▶ [PAGE EXTRACT]:
====================

VIII You hereby covenant, warrant and agree, in consideration of this Agreement and the compensation and other benefits provided for herein, you will not, during the period of your employment hereunder or at any time thereafter, directly or indirectly divulge, use, furnish, disclose or make available to anyone any Confidential Information, except as may be necessary for you to communicate on a “need to know” basis in the ordinary course of performing your duties as an employee, executive and officer of the Company with other employees, consultants, independent contractors, and business partners of the Company who are bound by confidentiality obligations similar to those set forth in this Agreement. For purposes of this Agreement, “Confidential Information” shall mean any and all information, data and knowledge that (a) has been created, discovered, developed or otherwise become known to the Company (including, without limitation, information, data and knowledge created, discovered, developed, or made known by Employee during the period of or arising out of his employment by the Company) or in which property rights have been assigned or otherwise conveyed to the Company, which information, data or knowledge has commercial value in the business in which the Company is engaged, except such information, data or knowledge as is or becomes known to the public without violation of the terms of this Agreement, or (b) arises out of or relates to the business affairs of the Company (including without limitation, any information which the Company considers to be privileged). By way of illustration, but not limitation, Confidential Information includes financial information, referral source information, product information, supply and service information, marketing information, data compilations, source code, personnel information, customer information, trade secrets, business and customer links and relations, customer lists, contact lists or information, processes, know-how, improvements, discoveries, developments, designs, inventions, training methods, sales techniques, marketing plans, strategies, forecasts, new products, unpublished financial statements or parts thereof, budgets,


projections, licenses, prices, costs, and employee, customer and supplier lists or parts thereof; terms of supply or service contracts, terms of agreements between customers and the Company and any information relating to the business affairs of the Company, in whatever form maintained. You further acknowledge that such Confidential Information would inevitably be disclosed were he to become employed by, engaged by or otherwise provide competitive services to a competitor of the Company.

====================

▶ [DATASET EXTRACT]:
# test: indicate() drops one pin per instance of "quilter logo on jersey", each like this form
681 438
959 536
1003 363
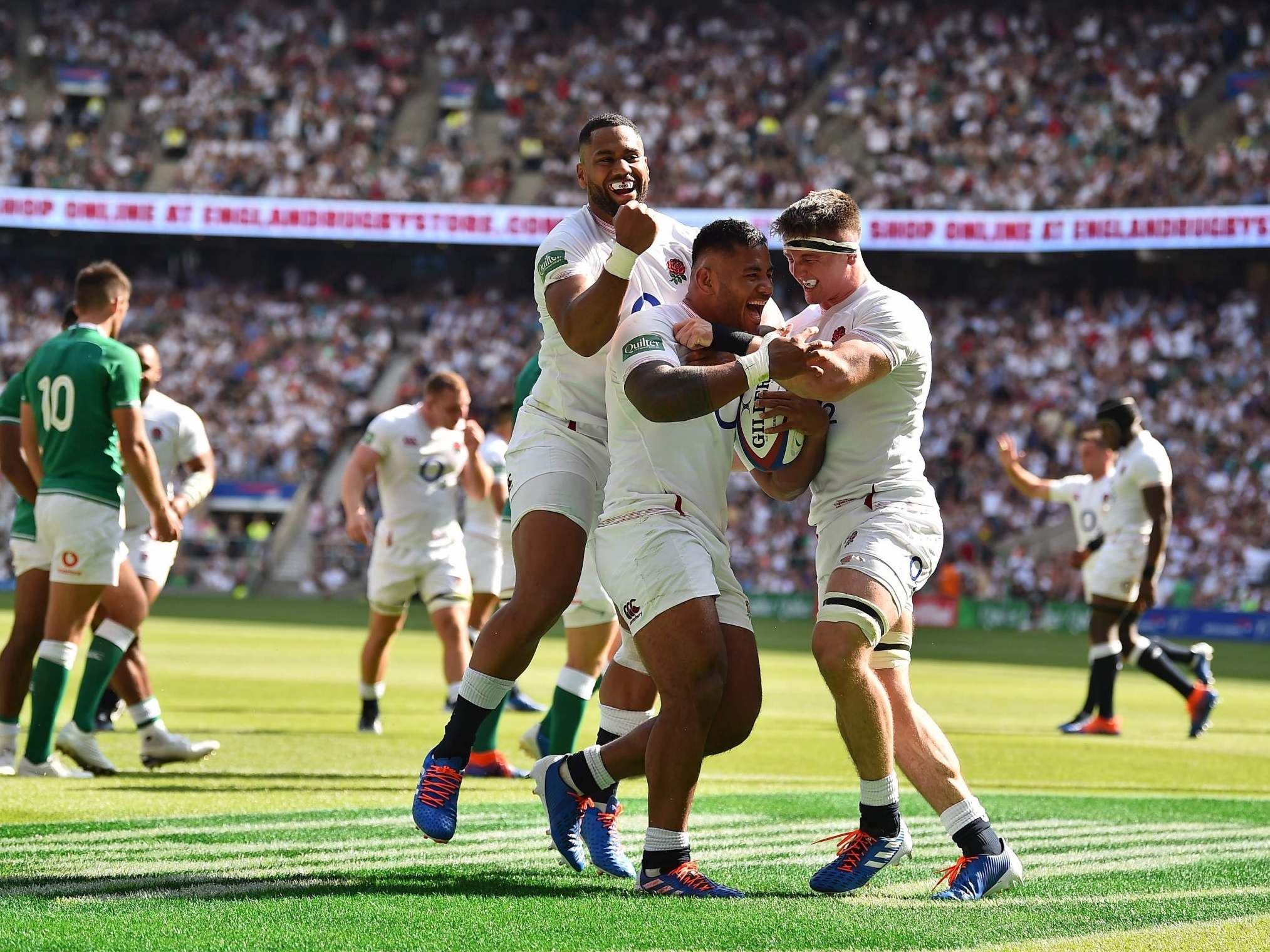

====================

▶ [REQUIRED ACTIONS]:
[1] Copy a passage of the confidentiality clause word for word, beginning at the words that have "projections, licenses, prices, costs, and" and stopping after "of the Company.".
[2] Extend the confidentiality clause, picking up right after its last sentence.
The listing is separate material, apart from the confidentiality clause.

▶ [RESULTS FOR EACH TASK]:
[1]
projections, licenses, prices, costs, and employee, customer and supplier lists or parts thereof; terms of supply or service contracts, terms of agreements between customers and the Company and any information relating to the business affairs of the Company, in whatever form maintained. You further acknowledge that such Confidential Information would inevitably be disclosed were he to become employed by, engaged by or otherwise provide competitive services to a competitor of the Company.

[2]
IX You covenant and agree, that for a period of eighteen (18) months following termination of your employment with the Company, whether such termination is voluntary or involuntary, you will not, directly or indirectly, on your own behalf or on behalf of another person or entity, (a) be engaged in any business (as a principal, partner, director, officer, agent, employee, consultant or otherwise), or be financially interested in any entity or company, that provides or performs any services that directly compete with the Company, (b) hire or engage, or attempt to hire or engage, on behalf of yourself or any other person or entity, any person that is or was a current employee, consultant or representative of the Company at any time within the prior twelve (12) month period, or (c) intentionally or knowingly suggest, assist in or influence a distributor, source, supplier, customer, client or contractor of the Company within the prior twelve (12) month period to sever his, her or its business relationship with, decrease in any material or substantial respect its activity with, or intentionally or knowingly do anything (whether by act of commission or omission) which would be adverse in any material or substantial respect to the interests of the Company. This provision shall survive the termination of your employment with the Company.

X In the event of the breach of Paragraphs 8 or 9 this Agreement by you, the Company shall have the right and remedy to have the provisions of such Paragraphs 8 or 9 specifically enforced by way of injunctive relief by any court having jurisdiction, without the posting of any bond or security by the Company, it being acknowledged and agreed by you that any such breach will cause irreparable injury to the Company and that money damages will not provide an adequate remedy to the Company. Such right and remedy shall be in addition to, and not in lieu of, any other rights and remedies available to the Company under law or in equity. Further, should the Company commence an action for injunctive relief, the Company shall have the right in the same proceeding and court to seek and obtain money damages caused by such breach.

XI In the event that following the Effective Date the Company or you reasonably determines that any compensation or benefits payable under this Agreement may be subject to Section 409A of the Code, the Company and you shall work together to adopt such amendments to this Agreement or adopt other policies or procedures (including amendments, policies and procedures with retroactive effective), or take any other commercially reasonable actions necessary or appropriate to (x) exempt the compensation and benefits payable under this Agreement from Section 409A of the Code and/or preserve the intended tax treatment of the compensation and benefits provided with respect to this Agreement or (y) comply with the requirements of Section 409A of the Code and related Department of Treasury guidance.

XII This Agreement amends and restates the Employment Letter and sets forth the entire agreement and understanding between the Company and you relating to the subject matter herein and your right to receive payments upon the termination of your employment and


supersedes in its entirety all prior agreements, arrangements, discussions and understandings, whether written or oral, between you and the Company relating to the subject matter herein and your right to receive payments upon termination of employment.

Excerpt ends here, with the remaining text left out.